### What the task requires
In the copy, include no images. Reproduce the entries exactly.

[Referring expression data]
▶
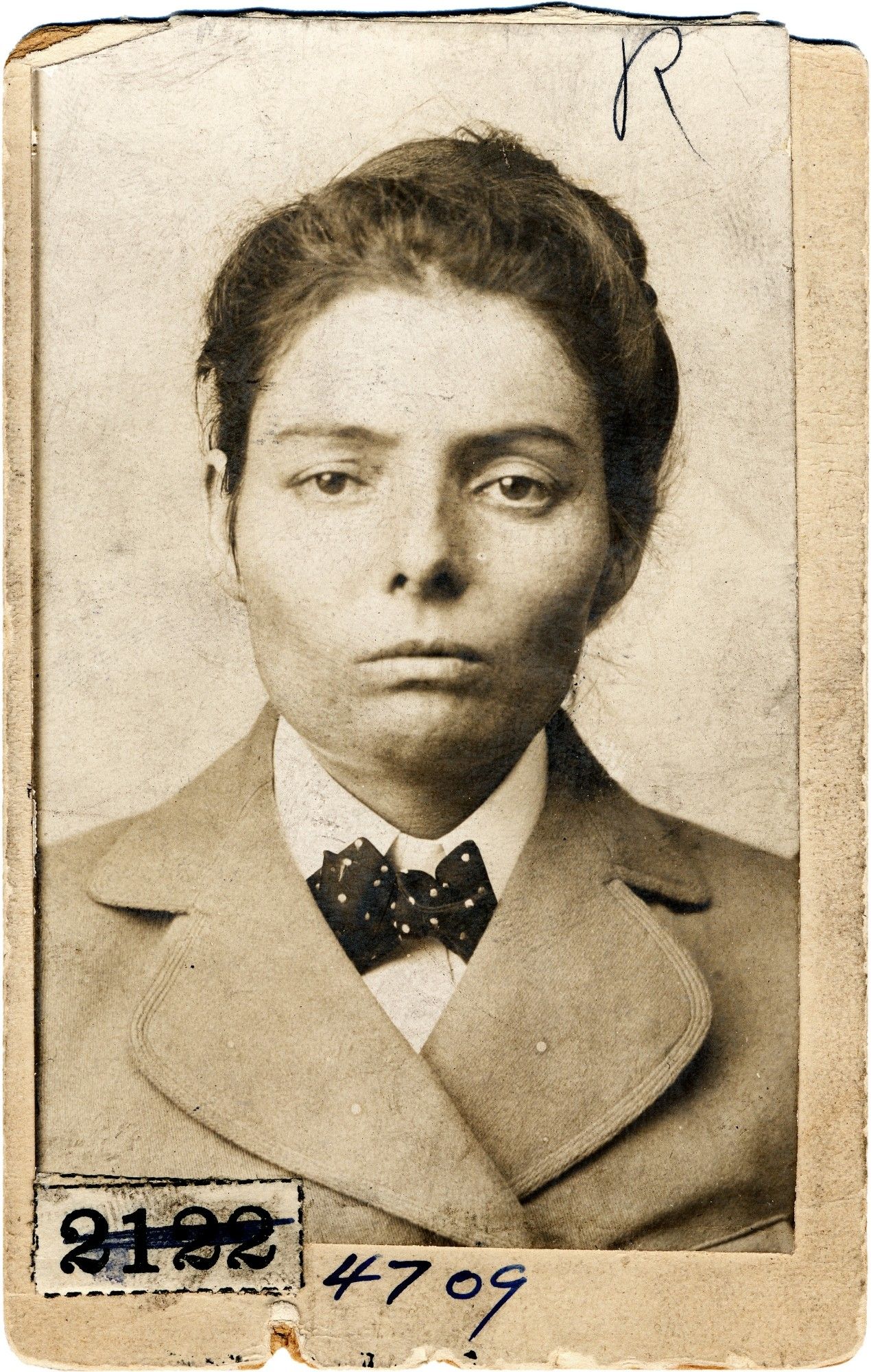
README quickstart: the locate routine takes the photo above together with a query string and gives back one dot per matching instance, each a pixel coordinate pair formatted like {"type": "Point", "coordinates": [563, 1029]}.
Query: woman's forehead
{"type": "Point", "coordinates": [444, 359]}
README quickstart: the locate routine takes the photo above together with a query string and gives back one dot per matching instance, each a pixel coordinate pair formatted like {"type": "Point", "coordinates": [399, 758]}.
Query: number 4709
{"type": "Point", "coordinates": [460, 1286]}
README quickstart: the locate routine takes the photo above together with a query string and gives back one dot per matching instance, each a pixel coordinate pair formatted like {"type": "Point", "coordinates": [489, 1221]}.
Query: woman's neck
{"type": "Point", "coordinates": [425, 809]}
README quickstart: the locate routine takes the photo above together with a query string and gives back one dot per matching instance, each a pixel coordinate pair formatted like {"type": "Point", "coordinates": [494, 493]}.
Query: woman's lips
{"type": "Point", "coordinates": [436, 665]}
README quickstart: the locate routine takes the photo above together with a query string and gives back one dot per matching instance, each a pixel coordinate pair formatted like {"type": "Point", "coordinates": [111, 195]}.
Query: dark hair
{"type": "Point", "coordinates": [492, 216]}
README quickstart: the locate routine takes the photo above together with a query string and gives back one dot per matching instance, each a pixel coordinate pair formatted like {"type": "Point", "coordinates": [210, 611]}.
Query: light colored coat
{"type": "Point", "coordinates": [617, 1069]}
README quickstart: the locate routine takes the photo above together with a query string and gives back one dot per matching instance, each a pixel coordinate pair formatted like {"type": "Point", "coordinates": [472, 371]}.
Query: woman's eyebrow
{"type": "Point", "coordinates": [353, 436]}
{"type": "Point", "coordinates": [482, 444]}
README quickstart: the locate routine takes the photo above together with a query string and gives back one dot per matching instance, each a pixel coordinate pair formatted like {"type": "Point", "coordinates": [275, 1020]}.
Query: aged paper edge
{"type": "Point", "coordinates": [61, 43]}
{"type": "Point", "coordinates": [589, 1308]}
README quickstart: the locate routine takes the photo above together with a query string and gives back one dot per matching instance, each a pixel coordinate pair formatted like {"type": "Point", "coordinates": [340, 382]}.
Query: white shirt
{"type": "Point", "coordinates": [319, 816]}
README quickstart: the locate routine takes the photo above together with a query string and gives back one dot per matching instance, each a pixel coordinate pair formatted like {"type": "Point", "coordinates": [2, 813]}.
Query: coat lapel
{"type": "Point", "coordinates": [257, 1024]}
{"type": "Point", "coordinates": [578, 1009]}
{"type": "Point", "coordinates": [577, 1012]}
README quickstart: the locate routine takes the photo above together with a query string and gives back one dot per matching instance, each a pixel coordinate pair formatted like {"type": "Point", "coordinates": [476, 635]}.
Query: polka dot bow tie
{"type": "Point", "coordinates": [375, 910]}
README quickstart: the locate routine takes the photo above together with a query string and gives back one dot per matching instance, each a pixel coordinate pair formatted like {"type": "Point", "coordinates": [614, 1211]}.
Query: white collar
{"type": "Point", "coordinates": [318, 814]}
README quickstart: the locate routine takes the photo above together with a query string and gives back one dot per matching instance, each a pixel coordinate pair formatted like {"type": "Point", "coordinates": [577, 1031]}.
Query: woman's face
{"type": "Point", "coordinates": [420, 529]}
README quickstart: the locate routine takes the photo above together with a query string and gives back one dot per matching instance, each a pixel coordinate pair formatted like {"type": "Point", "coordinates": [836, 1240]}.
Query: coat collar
{"type": "Point", "coordinates": [158, 861]}
{"type": "Point", "coordinates": [444, 1139]}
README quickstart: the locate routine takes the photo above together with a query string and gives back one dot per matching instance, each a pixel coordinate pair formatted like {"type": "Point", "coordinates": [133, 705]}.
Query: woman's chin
{"type": "Point", "coordinates": [436, 732]}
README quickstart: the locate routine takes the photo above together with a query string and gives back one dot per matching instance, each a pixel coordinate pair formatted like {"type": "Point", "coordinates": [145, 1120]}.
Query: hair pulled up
{"type": "Point", "coordinates": [492, 216]}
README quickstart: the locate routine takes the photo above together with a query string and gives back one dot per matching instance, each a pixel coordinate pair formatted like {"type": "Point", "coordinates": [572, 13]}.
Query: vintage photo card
{"type": "Point", "coordinates": [436, 488]}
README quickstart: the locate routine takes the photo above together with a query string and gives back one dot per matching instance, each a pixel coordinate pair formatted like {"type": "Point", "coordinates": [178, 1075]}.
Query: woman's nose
{"type": "Point", "coordinates": [427, 558]}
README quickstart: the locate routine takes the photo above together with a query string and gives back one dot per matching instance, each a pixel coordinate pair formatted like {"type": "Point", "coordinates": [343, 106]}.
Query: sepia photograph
{"type": "Point", "coordinates": [415, 635]}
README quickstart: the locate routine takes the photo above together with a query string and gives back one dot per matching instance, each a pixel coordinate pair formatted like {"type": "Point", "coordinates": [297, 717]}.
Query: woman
{"type": "Point", "coordinates": [508, 1005]}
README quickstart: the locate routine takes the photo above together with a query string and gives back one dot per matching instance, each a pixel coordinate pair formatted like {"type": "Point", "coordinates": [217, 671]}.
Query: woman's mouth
{"type": "Point", "coordinates": [426, 663]}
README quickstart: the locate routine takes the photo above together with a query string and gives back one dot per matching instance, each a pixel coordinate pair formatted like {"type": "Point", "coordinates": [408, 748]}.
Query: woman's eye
{"type": "Point", "coordinates": [518, 490]}
{"type": "Point", "coordinates": [331, 484]}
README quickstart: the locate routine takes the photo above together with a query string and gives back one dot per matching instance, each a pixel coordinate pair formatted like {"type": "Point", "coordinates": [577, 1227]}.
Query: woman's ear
{"type": "Point", "coordinates": [618, 576]}
{"type": "Point", "coordinates": [222, 554]}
◀
### Written solution
README quickstart: the locate routine takes the photo above together with a query string and gives back one dot per matching instance, each a pixel coordinate pair formatted like {"type": "Point", "coordinates": [563, 1029]}.
Query: woman's forehead
{"type": "Point", "coordinates": [444, 359]}
README quickstart: the locate routine takes the photo above together with a query string and gives back one dot per matching instance, each a pixel coordinate pair formatted like {"type": "Point", "coordinates": [399, 758]}.
Query: number 4709
{"type": "Point", "coordinates": [460, 1286]}
README quickstart: the locate routine takes the photo above together with a query string and gives back one dot per matching instance, each a pixel coordinate pair formatted like {"type": "Point", "coordinates": [489, 1221]}.
Query: woman's neck
{"type": "Point", "coordinates": [425, 809]}
README quickstart: the locate routine takes the photo above together with a query string and gives back one dot per matching instance, each a pixel coordinate pair formatted like {"type": "Point", "coordinates": [494, 493]}.
Query: woman's lips
{"type": "Point", "coordinates": [436, 665]}
README quickstart: the locate routine takes the photo above together with a query string and gives back one dot per matching instance, each a pixel coordinate pair formatted like {"type": "Point", "coordinates": [111, 195]}.
Query: dark hair
{"type": "Point", "coordinates": [492, 216]}
README quickstart: the locate routine takes the photo above together with a query string and gives back one dot per matching instance, each a pixel coordinate pair formatted like {"type": "Point", "coordinates": [210, 611]}.
Query: light colored coat
{"type": "Point", "coordinates": [617, 1069]}
README quickstart: the locate routine takes the photo above together with a query string and gives back one dot per matching instance, each a pixel coordinate pair formatted like {"type": "Point", "coordinates": [472, 371]}.
Query: woman's eyebrow
{"type": "Point", "coordinates": [353, 436]}
{"type": "Point", "coordinates": [482, 444]}
README quickstart: the locate routine takes the photo above together with a query string and gives back one dot per matching instance, each a pixel coordinate pair formatted like {"type": "Point", "coordinates": [275, 1020]}.
Query: aged paper edge
{"type": "Point", "coordinates": [61, 43]}
{"type": "Point", "coordinates": [589, 1308]}
README quickstart: the locate routine takes the photo above together with a query string and gives back one dot per matching instance, each a pixel coordinate pair formatted like {"type": "Point", "coordinates": [340, 382]}.
Query: white shirt
{"type": "Point", "coordinates": [319, 816]}
README quickstart: the locate routine takes the photo above together with a query string and gives back one dot per matching instance, each a pixel coordinate pair formatted like {"type": "Point", "coordinates": [2, 813]}.
Query: coat lapel
{"type": "Point", "coordinates": [257, 1024]}
{"type": "Point", "coordinates": [578, 1009]}
{"type": "Point", "coordinates": [577, 1012]}
README quickstart: the locate routine takes the photo above together with a query string and gives back one dot per matching instance, each a pixel coordinate pair formatted like {"type": "Point", "coordinates": [476, 635]}.
Query: polka dot bow tie
{"type": "Point", "coordinates": [375, 910]}
README quickstart: the locate routine takes the photo above together with a query string and gives back one dot per matching instance, each a pixel coordinate pair formatted like {"type": "Point", "coordinates": [614, 1211]}.
Query: white collar
{"type": "Point", "coordinates": [318, 814]}
README quickstart: the locate routine takes the photo above together with a query string and gives back one dot per matching instance, each a pixel coordinate pair formatted like {"type": "Point", "coordinates": [577, 1031]}.
Query: woman's face
{"type": "Point", "coordinates": [420, 529]}
README quickstart: the locate routine takes the photo above together with a query string and gives back one dot per matching instance, each a pixel coordinate pair formatted like {"type": "Point", "coordinates": [836, 1240]}.
Query: coat collar
{"type": "Point", "coordinates": [158, 861]}
{"type": "Point", "coordinates": [444, 1139]}
README quickstart: the locate routine takes the photo above together with a query string and gives back one dot per matching instance, each a pixel coordinate pair formatted like {"type": "Point", "coordinates": [133, 705]}.
Query: woman's chin
{"type": "Point", "coordinates": [436, 732]}
README quickstart: the locate routine takes the photo above together with a query string and gives back one dot per matching instance, each a pixel coordinate pair formatted like {"type": "Point", "coordinates": [145, 1120]}.
Query: hair pulled up
{"type": "Point", "coordinates": [492, 216]}
README quickstart: the locate routine takes the photo above together with a query string and gives back one dot per matching instance, each a pixel coordinate pair formatted like {"type": "Point", "coordinates": [572, 13]}.
Query: vintage photo card
{"type": "Point", "coordinates": [436, 488]}
README quickstart: the locate routine takes the photo above together with a query string and gives back one dot per matching instance, each a pixel coordinate pair formatted like {"type": "Point", "coordinates": [178, 1075]}.
Query: woman's nose
{"type": "Point", "coordinates": [427, 558]}
README quickstart: the locate routine takes the photo above together with a query string and gives back one dot per matching instance, each a pixel coordinate pair formatted like {"type": "Point", "coordinates": [343, 106]}.
Query: sepia photograph
{"type": "Point", "coordinates": [415, 635]}
README quickstart: the locate routine takes the photo above together with a query string and gives back one dot per matching instance, each a pixel coordinate pair formatted like {"type": "Point", "coordinates": [297, 717]}.
Query: woman
{"type": "Point", "coordinates": [508, 1005]}
README quickstart: the locate routine takes the photo above together with a query string and gives back one dot per matching instance, each a pixel coordinate pair formatted like {"type": "Point", "coordinates": [217, 671]}.
Query: woman's mouth
{"type": "Point", "coordinates": [426, 663]}
README quickstart: the locate routine takes the photo above together with a query string and gives back one dot per matching instance, each a pixel coordinate pair formatted like {"type": "Point", "coordinates": [408, 748]}.
Query: woman's eye
{"type": "Point", "coordinates": [518, 490]}
{"type": "Point", "coordinates": [331, 484]}
README quickstart: the locate routine takes the photo above together with a query string and gives back one dot per matching instance, each a pixel coordinate pair formatted like {"type": "Point", "coordinates": [577, 1227]}.
Query: woman's ear
{"type": "Point", "coordinates": [618, 576]}
{"type": "Point", "coordinates": [222, 554]}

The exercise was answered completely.